Set exercise
Count the lines in the listing below that contain the string "tulip". Reply with that number alone.

Materials provided
— Start —

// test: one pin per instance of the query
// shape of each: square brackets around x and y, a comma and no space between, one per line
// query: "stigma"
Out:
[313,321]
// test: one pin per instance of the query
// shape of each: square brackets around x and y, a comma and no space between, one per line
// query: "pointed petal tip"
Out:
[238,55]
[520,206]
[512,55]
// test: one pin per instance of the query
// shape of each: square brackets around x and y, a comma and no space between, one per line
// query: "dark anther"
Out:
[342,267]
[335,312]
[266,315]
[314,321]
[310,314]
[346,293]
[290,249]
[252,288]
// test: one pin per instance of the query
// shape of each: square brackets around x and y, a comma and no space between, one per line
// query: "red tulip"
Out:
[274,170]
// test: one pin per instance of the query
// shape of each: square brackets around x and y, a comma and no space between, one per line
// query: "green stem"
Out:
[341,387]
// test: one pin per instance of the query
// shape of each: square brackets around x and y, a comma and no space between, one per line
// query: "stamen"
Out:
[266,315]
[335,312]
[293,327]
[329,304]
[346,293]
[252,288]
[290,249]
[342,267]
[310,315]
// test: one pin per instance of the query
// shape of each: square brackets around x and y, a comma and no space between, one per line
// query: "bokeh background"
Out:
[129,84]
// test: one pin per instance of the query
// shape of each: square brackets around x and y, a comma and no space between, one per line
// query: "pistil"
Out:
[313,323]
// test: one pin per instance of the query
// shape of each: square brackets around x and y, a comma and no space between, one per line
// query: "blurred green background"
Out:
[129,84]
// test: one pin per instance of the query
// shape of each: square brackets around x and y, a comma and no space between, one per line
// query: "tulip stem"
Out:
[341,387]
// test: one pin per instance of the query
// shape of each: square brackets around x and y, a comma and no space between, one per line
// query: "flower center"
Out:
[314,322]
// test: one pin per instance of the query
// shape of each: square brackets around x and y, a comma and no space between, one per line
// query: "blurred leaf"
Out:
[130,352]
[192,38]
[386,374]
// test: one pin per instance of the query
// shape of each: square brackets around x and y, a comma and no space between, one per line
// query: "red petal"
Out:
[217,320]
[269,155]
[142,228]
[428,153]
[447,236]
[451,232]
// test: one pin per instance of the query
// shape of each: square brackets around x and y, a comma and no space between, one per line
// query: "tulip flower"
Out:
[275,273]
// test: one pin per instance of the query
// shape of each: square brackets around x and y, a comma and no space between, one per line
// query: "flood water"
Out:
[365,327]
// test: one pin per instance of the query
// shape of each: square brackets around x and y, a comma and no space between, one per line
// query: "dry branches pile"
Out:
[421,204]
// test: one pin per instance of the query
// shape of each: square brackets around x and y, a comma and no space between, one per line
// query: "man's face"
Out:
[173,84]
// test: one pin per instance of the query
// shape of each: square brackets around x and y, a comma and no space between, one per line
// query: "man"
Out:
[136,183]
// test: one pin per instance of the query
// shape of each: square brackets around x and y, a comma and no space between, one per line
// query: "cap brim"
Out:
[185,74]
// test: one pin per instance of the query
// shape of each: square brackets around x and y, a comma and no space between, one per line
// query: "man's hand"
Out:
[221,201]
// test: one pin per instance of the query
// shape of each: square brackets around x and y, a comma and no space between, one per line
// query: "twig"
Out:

— End —

Expected answer
3